TASK> Reproduce every row below verbatim, leaving out the pictures.

PROVIDED DATA>
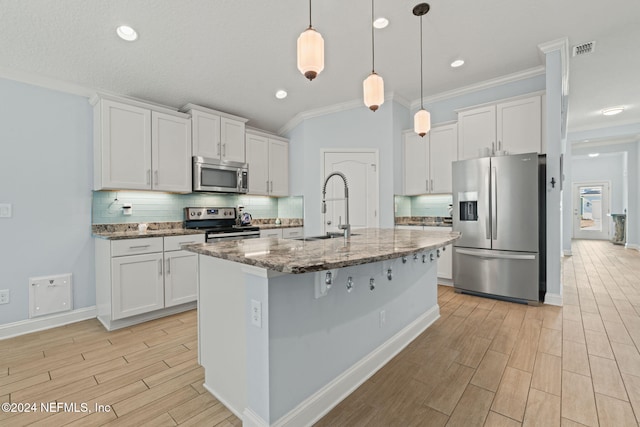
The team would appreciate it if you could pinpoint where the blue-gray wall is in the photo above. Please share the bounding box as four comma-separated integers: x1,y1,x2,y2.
0,79,95,324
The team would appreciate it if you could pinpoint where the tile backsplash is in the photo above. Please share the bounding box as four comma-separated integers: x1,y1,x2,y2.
92,191,304,224
395,194,453,217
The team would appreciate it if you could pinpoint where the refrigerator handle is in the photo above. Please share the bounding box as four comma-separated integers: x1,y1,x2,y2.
491,166,498,240
484,167,491,240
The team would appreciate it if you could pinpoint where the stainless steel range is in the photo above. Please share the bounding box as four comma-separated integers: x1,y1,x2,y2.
184,208,260,243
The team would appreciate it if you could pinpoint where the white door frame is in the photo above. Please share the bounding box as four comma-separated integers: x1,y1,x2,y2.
571,180,611,240
319,148,380,233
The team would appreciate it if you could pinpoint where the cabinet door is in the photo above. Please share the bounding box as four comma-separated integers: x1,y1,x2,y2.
164,251,198,307
220,117,245,163
242,133,269,194
269,139,289,196
496,96,542,154
429,124,458,193
458,105,496,160
111,253,164,320
151,111,191,193
402,132,429,196
96,100,151,190
191,110,222,159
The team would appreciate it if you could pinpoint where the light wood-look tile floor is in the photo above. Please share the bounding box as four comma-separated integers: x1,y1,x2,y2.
0,241,640,427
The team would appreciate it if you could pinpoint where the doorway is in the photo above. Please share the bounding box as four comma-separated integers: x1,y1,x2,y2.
573,182,611,240
322,149,379,233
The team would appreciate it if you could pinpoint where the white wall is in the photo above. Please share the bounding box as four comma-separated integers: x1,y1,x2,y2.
287,101,408,235
0,79,95,325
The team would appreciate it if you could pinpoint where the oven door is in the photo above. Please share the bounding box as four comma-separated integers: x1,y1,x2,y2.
193,157,248,193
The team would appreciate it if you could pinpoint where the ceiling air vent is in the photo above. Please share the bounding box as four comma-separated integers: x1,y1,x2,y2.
573,41,596,56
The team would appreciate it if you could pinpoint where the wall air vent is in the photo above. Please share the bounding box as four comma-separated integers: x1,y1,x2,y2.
573,41,596,56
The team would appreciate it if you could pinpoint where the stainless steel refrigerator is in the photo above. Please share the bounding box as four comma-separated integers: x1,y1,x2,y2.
453,153,546,304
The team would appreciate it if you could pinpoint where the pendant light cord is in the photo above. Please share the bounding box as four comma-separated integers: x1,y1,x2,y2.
420,15,424,110
371,0,376,73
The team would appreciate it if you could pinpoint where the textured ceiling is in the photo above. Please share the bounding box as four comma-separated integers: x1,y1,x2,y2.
0,0,640,132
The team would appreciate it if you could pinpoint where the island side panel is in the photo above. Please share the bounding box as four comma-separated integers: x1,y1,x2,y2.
198,255,247,417
262,251,439,424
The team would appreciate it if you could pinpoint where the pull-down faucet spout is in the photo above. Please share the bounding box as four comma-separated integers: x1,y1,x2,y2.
322,172,351,237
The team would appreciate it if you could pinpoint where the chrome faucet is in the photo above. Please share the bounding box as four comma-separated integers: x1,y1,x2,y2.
322,172,351,237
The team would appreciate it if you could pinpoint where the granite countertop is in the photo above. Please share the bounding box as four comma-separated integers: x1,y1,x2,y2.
184,228,460,274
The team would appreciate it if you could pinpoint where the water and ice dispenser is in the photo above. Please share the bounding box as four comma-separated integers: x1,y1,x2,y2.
458,191,478,221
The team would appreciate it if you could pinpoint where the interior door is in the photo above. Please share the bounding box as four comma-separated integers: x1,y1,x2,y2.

EXERCISE ANSWER>
The team would appreciate it if you could pinpoint where the blue-gray wall is in the photo above. Please share the bounding box as four comma-separated integers: x1,y1,x2,y2.
0,79,95,324
The team would appreciate it if you could pinpoint where the tile backsplash is in the photo above. Please share the bounding box as four comma-separated integers: x1,y1,x2,y2.
92,191,304,224
395,194,453,217
The team would appreciate it if you could pinpoint where the refrigerator handle is in the photo above. Please share the bounding box as four comma-separated integers: x1,y1,x2,y2.
491,166,498,240
484,167,491,240
The team would appreciate it if you could pinpoint where the stainless steel range is in the photo above. Please share the bounding box as four comma-separated integers: x1,y1,x2,y2.
184,208,260,243
The team would appreciate it if you could pinpoint where the white door frame is in the photo above. Please share the bounding box as four comma-separated integers: x1,y1,x2,y2.
571,180,611,240
319,148,380,233
The team would appreciate it if you could pinpoint where the cabinet door is in the photo above. Please share the bounding box as four comma-separated integers: x1,y1,x2,y2.
164,251,198,307
220,117,245,163
242,133,269,194
269,139,289,196
496,96,542,154
429,124,458,193
458,105,496,160
111,253,164,320
151,111,191,193
402,132,429,196
96,100,151,190
191,110,222,159
The team would appreciate it if you could pinpoint where the light wood-look tile floor is in the photo above. Please share the bounding box as four comma-separated integers: x1,y1,x2,y2.
0,241,640,427
The team would appreciate it if you could pinpoint where the doorway is in the photo above. Please share the bounding box as four comma-separated integers: x1,y1,x2,y2.
573,182,611,240
322,149,379,233
The team would appreciate it if you could pinpoint where the white wall is in the photo above. Please share the bounding box as four comma-separated integers: x1,y1,x2,y2.
287,101,408,235
0,79,95,325
The team would appreciate it if you could pinpoint where the oven door is in the photo above. Please share the bounding box as four comma-separated integers: x1,y1,x2,y2.
193,157,248,193
The team would appreciate it if you could pinpoint where the ceiling air vent is in the photo above. Please share the bounding box as four comma-separated integers: x1,y1,x2,y2.
573,41,596,56
The team would appreciate it if you could pinpoint where the wall air vent is in the photo above. Please share the bounding box as four comma-separated integers: x1,y1,x2,y2.
573,41,596,56
The team would appreciate it if you could pinpoint where the stainless steel refrigerator is in the photo above. Please share the bounding box as four comma-separated integers: x1,y1,x2,y2.
453,153,546,304
The team would appreciate it if you could pinpoint where the pendant light cord is in the photo above. Please share the bounding box as four comma-separated integers: x1,y1,x2,y2.
420,15,424,110
371,0,376,73
The team would appreciate it if you could pinpoint where the textured ceiling is in the photo above. Please share the bounding box as four comma-separated integers: x1,y1,x2,y2.
0,0,640,132
The team would appreciate it if you could pinpoint where the island side panel is in the photo above. Please share the bounding box as four comma-separated integers: x1,y1,x2,y2.
198,255,247,417
262,251,439,424
The team would appreciate it if you could pinpoint where the pull-down faucet spout is in the photo above. Please share the bounding box as four comma-separated integers: x1,y1,x2,y2.
322,172,351,237
The team would appreciate it if you could pinpoint where the chrome faucet is in the photo above. Please share the bounding box as four comma-separated integers: x1,y1,x2,y2.
322,172,351,237
The team would appreciate it if you could pinpoint where the granite countertop is in the photo above. Please share the bounding box as four comma-separated integers: x1,y1,x2,y2.
184,228,460,274
The team would appreciate it if you could pinpoint where the water and ice dispenser is in the photo above. Please share the bounding box as four comma-separated integers: x1,y1,x2,y2.
458,191,478,221
The team would appreciate it if you could pinpoint where the interior door is in the photo above. Please share the bounding box as four comma-separated integers: x1,y1,x2,y2.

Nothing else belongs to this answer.